We learn from a memorandum of Mr. Lear, that he said during the day: "Doctor, I die hard, but I am not afraid to go." In the view of death the pious monarch of Israel expressed himself in corresponding terms: "Though I walk through the valley of the shadow of death, I will fear no evil, for thou art with me, thy rod and thy staff they comfort me." Whence the absence of fear from the bosom of Washington, whilst his body was racked with pain, and eternity opening before him? Was it blindness of mind-a low estimate of sin-an inadequate sense of accountability? Or was it rather the result of confidence in the mercy of God, assured to mankind through Him whom he was accustomed to regard as the "Divine Author of our blessed religion?" We cannot doubt but that his remarkable composure, under so sudden a visitation, had its origin in a comfortable sense of the Divine goodness, and his own readiness for the great change which was at hand. That Saviour, who in pardoning sin deprives death of its sting, and the grave of its victory, was surely his dependence and source of his affectionate gratitude to ministering friends, and his humble resignation to the Divine will and pleasure.

[Dataset rows]
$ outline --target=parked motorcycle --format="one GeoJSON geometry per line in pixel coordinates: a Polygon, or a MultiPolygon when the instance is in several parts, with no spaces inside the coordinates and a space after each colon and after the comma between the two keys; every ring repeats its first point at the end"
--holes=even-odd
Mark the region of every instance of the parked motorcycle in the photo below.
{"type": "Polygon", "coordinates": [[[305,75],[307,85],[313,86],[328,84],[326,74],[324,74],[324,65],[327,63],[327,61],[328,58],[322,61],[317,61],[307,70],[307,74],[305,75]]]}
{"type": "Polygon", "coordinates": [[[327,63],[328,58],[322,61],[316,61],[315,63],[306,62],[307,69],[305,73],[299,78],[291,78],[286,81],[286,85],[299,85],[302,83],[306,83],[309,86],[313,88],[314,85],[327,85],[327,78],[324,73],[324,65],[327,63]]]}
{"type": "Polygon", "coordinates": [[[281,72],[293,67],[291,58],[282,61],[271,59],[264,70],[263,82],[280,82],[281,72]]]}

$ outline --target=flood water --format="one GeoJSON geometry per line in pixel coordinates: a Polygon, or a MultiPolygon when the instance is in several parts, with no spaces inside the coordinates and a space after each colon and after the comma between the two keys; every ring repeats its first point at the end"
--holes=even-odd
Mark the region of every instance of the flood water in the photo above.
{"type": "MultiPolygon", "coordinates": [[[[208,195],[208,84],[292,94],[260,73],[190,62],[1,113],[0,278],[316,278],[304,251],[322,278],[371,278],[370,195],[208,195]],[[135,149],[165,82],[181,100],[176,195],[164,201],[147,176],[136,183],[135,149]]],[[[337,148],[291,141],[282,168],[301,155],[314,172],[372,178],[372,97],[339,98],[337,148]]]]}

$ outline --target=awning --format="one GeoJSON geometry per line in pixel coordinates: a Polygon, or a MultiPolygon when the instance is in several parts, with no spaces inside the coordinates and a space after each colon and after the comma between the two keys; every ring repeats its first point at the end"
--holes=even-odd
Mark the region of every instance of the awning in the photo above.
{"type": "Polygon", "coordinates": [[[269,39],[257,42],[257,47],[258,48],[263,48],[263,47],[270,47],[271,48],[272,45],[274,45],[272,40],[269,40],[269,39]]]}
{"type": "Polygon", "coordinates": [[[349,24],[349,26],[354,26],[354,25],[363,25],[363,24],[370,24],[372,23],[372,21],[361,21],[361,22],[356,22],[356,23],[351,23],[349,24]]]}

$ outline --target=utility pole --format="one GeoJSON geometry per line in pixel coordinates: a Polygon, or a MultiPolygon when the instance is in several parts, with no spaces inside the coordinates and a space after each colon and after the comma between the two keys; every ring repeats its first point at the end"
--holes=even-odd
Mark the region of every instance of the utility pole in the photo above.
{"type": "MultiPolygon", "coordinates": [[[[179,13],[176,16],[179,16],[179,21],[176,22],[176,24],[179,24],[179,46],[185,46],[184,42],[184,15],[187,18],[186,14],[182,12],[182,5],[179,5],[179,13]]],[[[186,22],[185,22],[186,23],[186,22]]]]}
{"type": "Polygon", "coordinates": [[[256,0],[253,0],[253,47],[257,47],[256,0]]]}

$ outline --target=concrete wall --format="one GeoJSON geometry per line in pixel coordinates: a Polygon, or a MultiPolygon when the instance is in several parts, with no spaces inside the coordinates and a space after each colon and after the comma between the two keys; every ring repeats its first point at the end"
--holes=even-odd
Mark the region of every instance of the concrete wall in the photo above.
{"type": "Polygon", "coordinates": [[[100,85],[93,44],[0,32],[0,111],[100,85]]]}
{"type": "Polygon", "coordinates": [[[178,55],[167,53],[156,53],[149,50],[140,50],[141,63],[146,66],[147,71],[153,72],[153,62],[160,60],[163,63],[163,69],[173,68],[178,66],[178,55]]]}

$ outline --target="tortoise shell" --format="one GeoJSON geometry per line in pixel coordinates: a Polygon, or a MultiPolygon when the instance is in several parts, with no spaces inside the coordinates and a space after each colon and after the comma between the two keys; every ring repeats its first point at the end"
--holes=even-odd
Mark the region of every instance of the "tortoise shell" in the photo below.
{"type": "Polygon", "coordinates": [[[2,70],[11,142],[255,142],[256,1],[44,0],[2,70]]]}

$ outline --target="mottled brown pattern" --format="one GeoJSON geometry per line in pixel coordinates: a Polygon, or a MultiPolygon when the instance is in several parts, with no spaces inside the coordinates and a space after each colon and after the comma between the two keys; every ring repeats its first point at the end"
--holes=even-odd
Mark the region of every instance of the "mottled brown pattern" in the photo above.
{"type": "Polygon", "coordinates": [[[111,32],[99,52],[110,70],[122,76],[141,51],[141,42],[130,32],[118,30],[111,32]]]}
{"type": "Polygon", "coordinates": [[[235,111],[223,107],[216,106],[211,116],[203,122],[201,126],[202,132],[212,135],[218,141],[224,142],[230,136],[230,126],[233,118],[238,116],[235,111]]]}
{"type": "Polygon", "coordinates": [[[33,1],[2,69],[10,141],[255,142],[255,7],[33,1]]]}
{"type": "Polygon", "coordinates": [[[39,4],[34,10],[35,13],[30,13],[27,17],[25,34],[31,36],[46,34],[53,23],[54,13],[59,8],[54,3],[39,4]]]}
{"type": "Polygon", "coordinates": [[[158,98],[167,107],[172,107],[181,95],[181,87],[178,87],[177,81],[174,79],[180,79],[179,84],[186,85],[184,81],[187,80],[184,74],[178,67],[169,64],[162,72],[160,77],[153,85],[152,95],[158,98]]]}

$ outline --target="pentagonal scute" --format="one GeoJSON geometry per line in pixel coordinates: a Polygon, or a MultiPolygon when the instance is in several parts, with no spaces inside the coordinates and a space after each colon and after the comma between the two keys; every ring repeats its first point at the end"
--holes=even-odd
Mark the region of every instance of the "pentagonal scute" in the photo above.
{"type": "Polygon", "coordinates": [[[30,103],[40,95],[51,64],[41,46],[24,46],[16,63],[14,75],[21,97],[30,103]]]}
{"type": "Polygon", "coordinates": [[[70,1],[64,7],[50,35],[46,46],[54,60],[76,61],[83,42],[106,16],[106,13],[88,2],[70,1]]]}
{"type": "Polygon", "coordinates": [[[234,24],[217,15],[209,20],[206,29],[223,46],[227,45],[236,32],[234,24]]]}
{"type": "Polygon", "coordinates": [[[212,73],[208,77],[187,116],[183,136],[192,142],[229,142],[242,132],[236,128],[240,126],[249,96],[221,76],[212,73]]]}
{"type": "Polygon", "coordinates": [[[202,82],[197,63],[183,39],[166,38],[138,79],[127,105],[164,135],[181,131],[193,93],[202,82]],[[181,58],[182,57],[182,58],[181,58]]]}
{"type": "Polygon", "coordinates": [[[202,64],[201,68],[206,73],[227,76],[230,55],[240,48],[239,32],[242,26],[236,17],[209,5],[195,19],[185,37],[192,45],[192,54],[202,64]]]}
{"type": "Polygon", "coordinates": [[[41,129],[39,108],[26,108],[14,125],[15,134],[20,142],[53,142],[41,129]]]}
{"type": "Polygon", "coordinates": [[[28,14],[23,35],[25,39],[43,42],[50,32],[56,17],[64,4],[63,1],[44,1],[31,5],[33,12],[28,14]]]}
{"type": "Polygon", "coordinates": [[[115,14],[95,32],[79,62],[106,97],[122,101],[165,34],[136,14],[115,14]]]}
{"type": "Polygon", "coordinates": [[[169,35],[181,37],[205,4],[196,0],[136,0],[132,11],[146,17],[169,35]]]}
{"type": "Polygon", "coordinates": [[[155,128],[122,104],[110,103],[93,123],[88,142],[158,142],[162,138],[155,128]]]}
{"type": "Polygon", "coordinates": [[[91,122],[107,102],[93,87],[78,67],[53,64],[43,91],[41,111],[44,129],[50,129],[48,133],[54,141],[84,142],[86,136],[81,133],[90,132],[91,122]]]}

▸ **Jobs**
1. Answer these questions about the passage on Washington's death:
(a) According to Mr. Lear's memorandum, what did Washington say during the day?
(b) Who does the passage say expressed himself in corresponding terms in view of death?
(c) What phrase does the passage say Washington was accustomed to use for Him through whom the mercy of God is assured to mankind?
2. Extend the passage on Washington's death, picking up after its final sentence.

▸ **Expected responses**
1.
(a) "Doctor, I die hard, but I am not afraid to go."
(b) The pious monarch of Israel.
(c) The "Divine Author of our blessed religion."

2.
To what but an evangelical source can we refer the language used by • him in reference to his dying pains? "I should have been glad, had it pleased God, to die a little easier, but I doubt not it is for my good.” In what way was such an end to be answered? It was in one way only that they could be so. They could only exert a salutary influence on his spiritual state and prospects. The language of the Scriptures is: "Whom the Lord loveth he chasteneth, and scourgeth every son whom he receiveth. If ye endure chastening, God dealeth with you as with sons; for what son is he whom the father chasteneth not." Again, it is written: "For our light affliction, which is but for a moment, worketh for us a far more exceeding and eternal weight of glory; while we look not at the things which are seen, but at the things which are not seen; for the things which are seen are temporal; but the things which are not seen are eternal." With what other views than these, could the dying Washington regard his sufferings as useful to him? Without the light which religion shed upon the painful dispensation under which he was suffering unto death, the profoundest gloom would have enveloped his mind, and filled him with a sense of unmingled evil in the bitter cup he was draining to the dregs. But Faith turned his eye from things seen to things unseen; and in the assurance that the first were "temporal," whilst the last were "eternal," enabled the possessor, though in much affliction of body, to cheer himself with the happy conviction that “it was for his good."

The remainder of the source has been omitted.